- Task: If an entry holds an image, leave that image out and transcribe everything else exactly.

- Information provided:

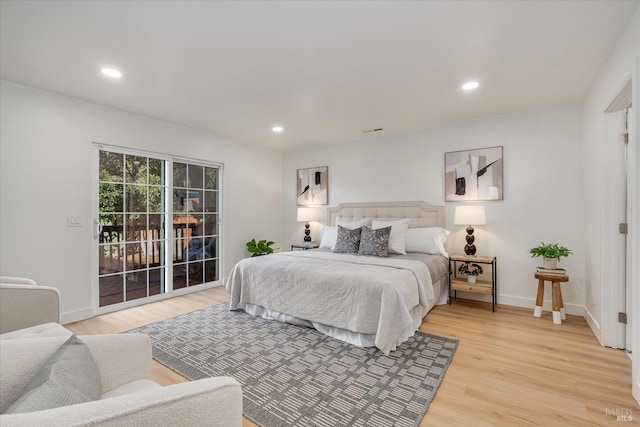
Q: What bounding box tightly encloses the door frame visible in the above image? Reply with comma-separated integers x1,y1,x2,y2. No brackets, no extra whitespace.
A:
91,143,224,316
601,104,630,350
632,56,639,405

- Answer section:
Q: What bounding box tightly encloses the door frame visible in the above image? Reply with comma-separated integers x1,y1,x2,y2. No brackets, no extra whitespace.
A:
91,143,224,316
601,104,630,350
632,56,639,405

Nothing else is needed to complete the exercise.